ITEMS:
========================================
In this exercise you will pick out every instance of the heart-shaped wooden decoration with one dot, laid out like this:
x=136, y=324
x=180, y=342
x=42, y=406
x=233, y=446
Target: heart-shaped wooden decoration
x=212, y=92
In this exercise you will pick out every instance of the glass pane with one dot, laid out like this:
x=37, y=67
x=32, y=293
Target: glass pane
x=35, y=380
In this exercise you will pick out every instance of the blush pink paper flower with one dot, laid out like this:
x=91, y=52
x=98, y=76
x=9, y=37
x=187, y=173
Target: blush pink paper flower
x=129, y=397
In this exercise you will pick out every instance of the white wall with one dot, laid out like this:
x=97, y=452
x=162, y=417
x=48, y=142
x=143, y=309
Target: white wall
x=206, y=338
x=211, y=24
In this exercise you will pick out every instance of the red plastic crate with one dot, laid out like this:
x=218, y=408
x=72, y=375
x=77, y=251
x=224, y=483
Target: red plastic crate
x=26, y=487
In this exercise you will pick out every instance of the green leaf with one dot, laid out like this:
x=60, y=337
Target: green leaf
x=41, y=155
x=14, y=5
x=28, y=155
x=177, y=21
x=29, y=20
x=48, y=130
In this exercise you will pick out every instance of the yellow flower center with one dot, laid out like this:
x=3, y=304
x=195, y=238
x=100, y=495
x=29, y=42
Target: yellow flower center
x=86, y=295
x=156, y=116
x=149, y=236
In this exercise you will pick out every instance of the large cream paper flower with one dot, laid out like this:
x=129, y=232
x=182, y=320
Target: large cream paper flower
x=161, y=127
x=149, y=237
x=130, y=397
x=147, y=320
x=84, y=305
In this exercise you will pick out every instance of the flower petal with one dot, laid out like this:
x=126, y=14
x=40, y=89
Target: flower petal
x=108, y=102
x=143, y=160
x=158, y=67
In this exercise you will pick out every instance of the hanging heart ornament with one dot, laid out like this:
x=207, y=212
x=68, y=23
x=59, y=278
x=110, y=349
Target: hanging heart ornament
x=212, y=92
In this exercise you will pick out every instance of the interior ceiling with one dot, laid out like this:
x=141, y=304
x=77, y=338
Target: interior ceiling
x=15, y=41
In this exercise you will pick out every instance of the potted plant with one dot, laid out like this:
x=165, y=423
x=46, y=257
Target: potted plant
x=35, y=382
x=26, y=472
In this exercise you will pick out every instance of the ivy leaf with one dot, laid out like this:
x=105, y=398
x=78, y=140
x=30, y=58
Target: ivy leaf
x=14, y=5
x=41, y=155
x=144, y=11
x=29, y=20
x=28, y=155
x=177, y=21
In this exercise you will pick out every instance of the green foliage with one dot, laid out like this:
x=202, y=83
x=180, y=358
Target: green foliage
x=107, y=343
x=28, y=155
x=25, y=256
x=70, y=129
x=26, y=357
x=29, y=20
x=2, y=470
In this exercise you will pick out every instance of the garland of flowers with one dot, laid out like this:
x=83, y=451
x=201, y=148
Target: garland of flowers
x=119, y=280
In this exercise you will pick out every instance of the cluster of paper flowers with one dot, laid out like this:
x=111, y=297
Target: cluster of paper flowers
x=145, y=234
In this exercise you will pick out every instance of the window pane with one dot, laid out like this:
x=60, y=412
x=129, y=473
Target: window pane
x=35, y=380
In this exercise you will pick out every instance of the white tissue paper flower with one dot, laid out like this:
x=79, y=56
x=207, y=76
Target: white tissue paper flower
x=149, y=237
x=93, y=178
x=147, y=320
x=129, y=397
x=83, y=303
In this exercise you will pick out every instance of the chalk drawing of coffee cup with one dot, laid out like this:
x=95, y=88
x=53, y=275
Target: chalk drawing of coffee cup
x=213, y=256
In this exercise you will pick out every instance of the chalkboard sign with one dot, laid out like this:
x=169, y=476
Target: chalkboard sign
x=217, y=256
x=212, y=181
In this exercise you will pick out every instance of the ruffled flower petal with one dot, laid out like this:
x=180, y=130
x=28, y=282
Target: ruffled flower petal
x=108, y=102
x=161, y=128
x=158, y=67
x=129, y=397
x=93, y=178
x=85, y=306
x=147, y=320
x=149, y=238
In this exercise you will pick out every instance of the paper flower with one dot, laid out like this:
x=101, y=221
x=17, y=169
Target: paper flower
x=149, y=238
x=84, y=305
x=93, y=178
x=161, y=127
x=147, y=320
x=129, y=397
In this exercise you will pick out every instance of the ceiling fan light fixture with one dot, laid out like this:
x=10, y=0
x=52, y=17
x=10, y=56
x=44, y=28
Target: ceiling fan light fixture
========================================
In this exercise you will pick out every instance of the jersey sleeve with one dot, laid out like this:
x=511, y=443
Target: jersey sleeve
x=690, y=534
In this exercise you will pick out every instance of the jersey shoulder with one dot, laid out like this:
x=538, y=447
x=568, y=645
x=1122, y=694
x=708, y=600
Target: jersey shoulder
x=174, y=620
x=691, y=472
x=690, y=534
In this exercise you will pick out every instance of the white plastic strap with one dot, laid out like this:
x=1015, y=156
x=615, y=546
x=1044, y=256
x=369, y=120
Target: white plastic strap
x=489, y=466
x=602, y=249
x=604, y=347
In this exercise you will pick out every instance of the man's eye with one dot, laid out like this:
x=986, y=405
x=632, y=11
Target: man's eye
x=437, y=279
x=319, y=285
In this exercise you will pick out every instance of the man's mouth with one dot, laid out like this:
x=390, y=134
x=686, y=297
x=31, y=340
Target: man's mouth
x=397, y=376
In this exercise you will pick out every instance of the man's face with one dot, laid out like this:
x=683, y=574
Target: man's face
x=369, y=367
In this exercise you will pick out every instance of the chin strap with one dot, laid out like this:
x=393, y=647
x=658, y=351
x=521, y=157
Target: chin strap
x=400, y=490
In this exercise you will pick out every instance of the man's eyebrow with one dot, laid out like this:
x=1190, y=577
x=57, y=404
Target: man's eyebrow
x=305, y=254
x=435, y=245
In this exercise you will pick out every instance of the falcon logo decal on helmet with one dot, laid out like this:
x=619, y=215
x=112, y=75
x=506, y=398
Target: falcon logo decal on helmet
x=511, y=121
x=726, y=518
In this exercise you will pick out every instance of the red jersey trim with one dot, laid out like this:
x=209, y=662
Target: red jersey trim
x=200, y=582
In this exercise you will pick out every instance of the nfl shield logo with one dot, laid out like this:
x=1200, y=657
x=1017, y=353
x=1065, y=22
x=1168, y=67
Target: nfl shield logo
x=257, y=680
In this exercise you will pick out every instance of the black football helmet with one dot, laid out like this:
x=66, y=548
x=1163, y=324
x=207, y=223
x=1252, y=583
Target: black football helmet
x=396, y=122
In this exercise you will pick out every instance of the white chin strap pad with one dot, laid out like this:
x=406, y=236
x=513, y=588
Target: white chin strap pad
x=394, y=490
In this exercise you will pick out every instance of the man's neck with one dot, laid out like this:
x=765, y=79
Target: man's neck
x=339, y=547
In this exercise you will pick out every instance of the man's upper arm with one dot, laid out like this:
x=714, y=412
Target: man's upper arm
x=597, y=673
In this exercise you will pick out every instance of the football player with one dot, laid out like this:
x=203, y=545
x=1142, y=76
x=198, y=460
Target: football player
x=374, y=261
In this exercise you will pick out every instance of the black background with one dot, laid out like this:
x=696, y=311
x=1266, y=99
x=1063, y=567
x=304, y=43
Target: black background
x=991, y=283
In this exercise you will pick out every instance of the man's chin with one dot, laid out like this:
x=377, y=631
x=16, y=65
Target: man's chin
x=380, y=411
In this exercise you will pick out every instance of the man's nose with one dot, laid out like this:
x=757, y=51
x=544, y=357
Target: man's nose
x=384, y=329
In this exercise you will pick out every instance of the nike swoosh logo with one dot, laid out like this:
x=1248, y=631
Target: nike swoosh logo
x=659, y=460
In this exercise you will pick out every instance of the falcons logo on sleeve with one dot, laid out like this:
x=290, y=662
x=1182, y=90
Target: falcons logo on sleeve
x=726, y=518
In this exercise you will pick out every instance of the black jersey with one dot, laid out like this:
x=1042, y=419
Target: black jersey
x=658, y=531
========================================
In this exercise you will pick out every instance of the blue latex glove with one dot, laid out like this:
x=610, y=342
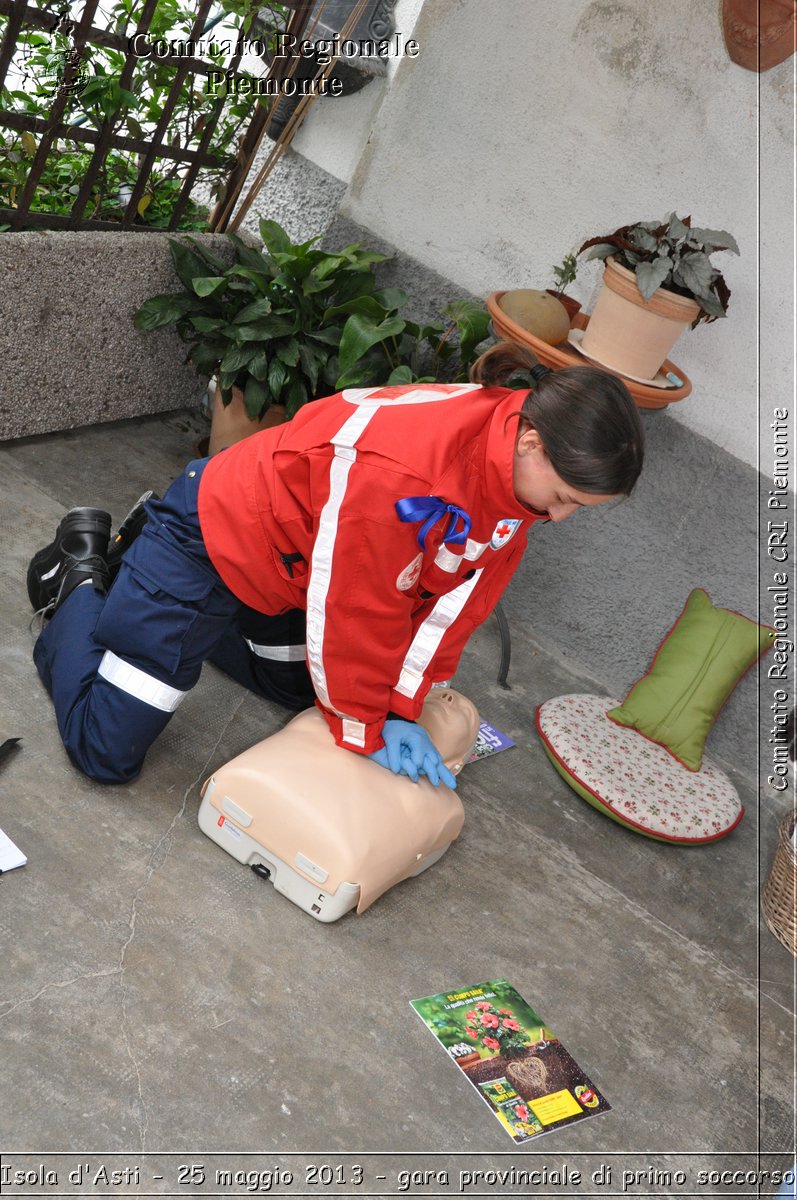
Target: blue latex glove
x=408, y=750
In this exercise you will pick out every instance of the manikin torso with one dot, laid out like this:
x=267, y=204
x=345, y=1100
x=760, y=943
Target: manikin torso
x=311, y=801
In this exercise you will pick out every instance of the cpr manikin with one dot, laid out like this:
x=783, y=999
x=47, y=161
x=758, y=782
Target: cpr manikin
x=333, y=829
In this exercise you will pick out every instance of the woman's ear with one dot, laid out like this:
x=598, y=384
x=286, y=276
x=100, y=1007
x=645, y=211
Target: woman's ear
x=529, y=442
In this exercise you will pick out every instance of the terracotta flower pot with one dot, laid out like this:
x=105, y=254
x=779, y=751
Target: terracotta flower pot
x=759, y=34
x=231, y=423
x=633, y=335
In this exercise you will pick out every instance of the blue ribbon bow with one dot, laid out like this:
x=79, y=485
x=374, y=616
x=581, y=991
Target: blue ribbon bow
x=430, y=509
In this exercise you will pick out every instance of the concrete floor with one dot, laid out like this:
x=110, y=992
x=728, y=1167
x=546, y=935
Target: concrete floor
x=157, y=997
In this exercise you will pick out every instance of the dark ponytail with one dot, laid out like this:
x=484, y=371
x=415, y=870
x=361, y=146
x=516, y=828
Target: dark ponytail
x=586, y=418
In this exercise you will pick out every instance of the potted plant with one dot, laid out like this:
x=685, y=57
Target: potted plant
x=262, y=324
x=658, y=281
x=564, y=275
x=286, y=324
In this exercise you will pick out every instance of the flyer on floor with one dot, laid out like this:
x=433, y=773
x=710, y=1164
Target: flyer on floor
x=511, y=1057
========================================
OBJECTIVE:
How many of the lines above contain the string "wall", with case counting? Reply with the number alone.

SOLUTION TO THIS PROBLEM:
2